**WHAT TO PRODUCE:** Count how many lines in the records below contain the word "tablet", with case counting, and give only the number.

====

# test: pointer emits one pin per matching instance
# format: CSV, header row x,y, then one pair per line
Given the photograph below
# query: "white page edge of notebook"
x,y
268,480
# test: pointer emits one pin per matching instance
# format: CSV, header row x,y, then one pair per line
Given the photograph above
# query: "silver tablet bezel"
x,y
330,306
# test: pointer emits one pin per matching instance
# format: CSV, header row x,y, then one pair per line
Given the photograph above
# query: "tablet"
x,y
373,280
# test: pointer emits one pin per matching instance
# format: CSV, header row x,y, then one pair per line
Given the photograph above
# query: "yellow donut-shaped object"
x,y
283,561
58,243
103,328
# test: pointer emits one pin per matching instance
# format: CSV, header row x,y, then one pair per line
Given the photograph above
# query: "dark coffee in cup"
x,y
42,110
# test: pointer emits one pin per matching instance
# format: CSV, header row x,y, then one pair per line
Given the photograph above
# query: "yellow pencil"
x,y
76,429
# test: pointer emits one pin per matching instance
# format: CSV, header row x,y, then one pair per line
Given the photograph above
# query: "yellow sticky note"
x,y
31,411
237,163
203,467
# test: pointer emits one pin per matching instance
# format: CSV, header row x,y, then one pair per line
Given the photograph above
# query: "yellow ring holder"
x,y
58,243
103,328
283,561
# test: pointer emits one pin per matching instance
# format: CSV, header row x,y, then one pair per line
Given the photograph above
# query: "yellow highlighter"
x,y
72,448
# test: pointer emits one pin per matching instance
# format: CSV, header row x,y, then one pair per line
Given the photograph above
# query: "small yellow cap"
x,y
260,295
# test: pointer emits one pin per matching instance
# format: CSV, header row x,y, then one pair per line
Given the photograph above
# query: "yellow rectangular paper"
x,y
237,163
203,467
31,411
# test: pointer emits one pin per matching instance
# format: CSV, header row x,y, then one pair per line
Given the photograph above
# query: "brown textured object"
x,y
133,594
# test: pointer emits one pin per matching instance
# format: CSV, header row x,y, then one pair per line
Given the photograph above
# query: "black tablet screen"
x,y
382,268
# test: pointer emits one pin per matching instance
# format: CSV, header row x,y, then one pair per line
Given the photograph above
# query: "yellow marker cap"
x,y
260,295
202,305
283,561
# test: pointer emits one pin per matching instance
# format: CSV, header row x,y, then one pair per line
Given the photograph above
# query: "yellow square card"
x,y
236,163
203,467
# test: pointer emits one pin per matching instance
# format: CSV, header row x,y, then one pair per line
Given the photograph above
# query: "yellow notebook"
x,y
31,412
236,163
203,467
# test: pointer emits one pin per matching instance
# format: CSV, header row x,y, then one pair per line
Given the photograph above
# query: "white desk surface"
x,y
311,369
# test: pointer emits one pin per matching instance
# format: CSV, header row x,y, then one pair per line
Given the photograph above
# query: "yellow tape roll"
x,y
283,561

====

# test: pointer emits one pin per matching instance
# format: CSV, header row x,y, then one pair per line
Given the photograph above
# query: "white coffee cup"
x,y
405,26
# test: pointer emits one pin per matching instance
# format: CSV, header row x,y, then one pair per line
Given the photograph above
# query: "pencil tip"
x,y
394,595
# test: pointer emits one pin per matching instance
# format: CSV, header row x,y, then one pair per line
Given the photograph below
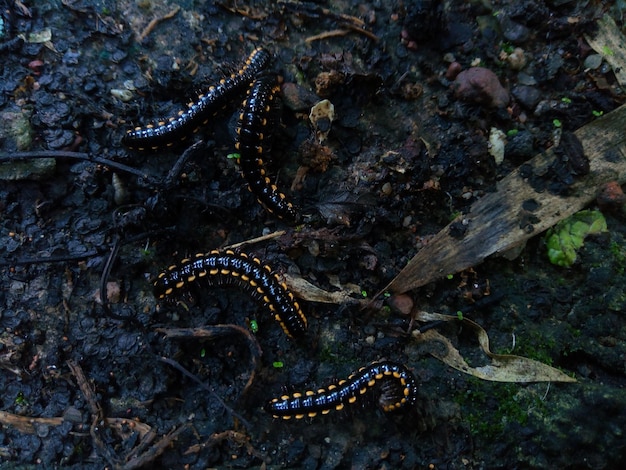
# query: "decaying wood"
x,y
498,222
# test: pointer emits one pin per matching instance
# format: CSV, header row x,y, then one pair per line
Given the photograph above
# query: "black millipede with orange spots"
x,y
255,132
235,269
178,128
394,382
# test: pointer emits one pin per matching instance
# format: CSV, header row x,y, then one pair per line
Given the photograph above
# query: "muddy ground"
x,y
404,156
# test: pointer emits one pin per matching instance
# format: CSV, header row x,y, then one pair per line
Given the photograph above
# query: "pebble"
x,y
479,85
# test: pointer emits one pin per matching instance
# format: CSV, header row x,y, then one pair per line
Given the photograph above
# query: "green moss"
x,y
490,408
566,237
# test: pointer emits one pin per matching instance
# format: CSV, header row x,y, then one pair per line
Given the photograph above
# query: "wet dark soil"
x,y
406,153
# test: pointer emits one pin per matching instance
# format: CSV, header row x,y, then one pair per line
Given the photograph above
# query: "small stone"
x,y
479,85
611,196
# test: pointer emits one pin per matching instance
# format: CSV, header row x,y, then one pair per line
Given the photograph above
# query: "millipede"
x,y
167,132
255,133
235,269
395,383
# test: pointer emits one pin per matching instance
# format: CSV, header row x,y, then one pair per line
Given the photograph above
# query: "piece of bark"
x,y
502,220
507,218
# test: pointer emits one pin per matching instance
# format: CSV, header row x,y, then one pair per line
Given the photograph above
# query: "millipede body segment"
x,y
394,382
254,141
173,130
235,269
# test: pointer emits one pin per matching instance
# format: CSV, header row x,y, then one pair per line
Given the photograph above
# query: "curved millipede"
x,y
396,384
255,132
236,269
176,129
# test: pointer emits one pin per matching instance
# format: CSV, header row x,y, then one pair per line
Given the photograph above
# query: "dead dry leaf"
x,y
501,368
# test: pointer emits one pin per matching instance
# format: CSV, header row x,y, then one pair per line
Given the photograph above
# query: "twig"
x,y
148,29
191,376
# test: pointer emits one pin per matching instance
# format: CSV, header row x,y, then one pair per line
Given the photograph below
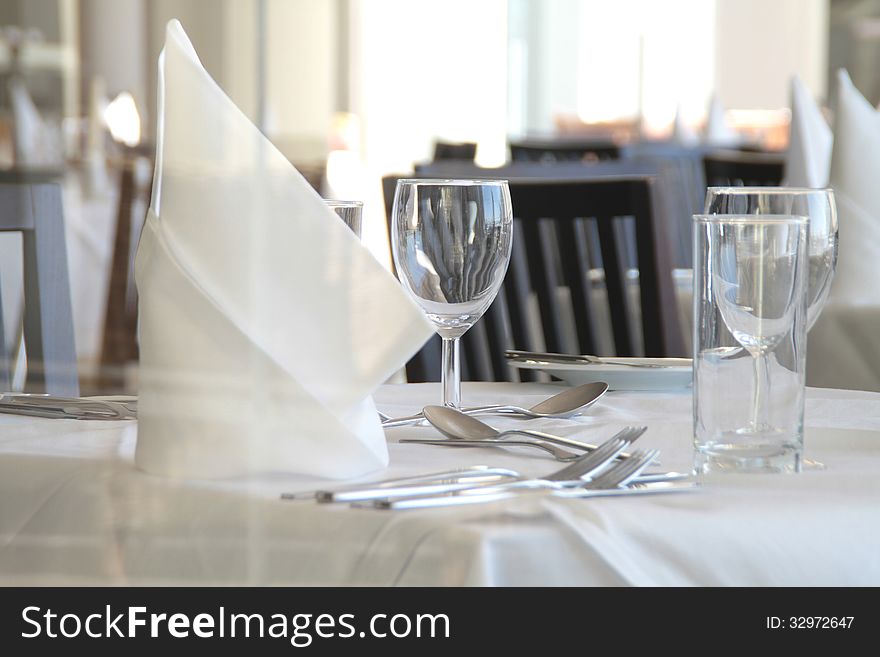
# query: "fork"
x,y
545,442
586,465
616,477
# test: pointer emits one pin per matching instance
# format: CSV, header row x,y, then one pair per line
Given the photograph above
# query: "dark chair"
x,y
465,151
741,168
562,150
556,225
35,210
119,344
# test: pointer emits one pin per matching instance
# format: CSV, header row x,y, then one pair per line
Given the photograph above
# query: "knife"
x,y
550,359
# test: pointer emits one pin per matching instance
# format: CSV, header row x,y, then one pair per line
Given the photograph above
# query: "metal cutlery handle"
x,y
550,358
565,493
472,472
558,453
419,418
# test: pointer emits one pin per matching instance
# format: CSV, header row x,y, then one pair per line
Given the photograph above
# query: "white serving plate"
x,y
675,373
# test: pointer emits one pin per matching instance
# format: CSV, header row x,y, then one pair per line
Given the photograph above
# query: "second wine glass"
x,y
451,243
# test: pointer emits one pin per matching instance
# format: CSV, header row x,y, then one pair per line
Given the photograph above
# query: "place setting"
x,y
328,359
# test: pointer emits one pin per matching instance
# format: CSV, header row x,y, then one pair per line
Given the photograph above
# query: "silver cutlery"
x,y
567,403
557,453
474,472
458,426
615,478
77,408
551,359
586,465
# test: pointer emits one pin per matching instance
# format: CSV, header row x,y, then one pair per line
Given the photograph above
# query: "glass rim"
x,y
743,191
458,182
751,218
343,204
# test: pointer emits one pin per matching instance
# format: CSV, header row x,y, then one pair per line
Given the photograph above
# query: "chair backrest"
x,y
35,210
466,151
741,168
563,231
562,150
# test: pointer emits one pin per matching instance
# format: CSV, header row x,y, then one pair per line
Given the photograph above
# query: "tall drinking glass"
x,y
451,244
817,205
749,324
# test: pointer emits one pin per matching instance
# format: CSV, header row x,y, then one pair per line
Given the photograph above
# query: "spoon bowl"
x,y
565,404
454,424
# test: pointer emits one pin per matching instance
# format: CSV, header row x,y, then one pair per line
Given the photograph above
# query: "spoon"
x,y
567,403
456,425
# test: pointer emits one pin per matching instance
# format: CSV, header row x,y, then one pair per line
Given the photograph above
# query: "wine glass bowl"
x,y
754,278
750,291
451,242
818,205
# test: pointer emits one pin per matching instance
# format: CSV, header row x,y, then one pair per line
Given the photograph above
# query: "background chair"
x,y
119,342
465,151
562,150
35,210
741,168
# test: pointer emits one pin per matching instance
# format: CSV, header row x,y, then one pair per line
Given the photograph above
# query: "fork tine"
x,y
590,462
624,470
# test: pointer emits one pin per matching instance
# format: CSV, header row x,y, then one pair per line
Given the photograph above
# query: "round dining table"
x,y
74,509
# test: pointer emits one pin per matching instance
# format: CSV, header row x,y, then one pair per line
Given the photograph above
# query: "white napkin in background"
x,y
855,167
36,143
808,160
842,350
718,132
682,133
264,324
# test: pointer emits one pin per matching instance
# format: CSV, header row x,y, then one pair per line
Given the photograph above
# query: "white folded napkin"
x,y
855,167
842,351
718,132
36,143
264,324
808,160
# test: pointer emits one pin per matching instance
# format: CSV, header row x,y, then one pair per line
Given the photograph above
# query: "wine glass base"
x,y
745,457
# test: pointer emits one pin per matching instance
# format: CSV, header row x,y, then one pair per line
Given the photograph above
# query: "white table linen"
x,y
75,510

====

**FINAL ANSWER:** 3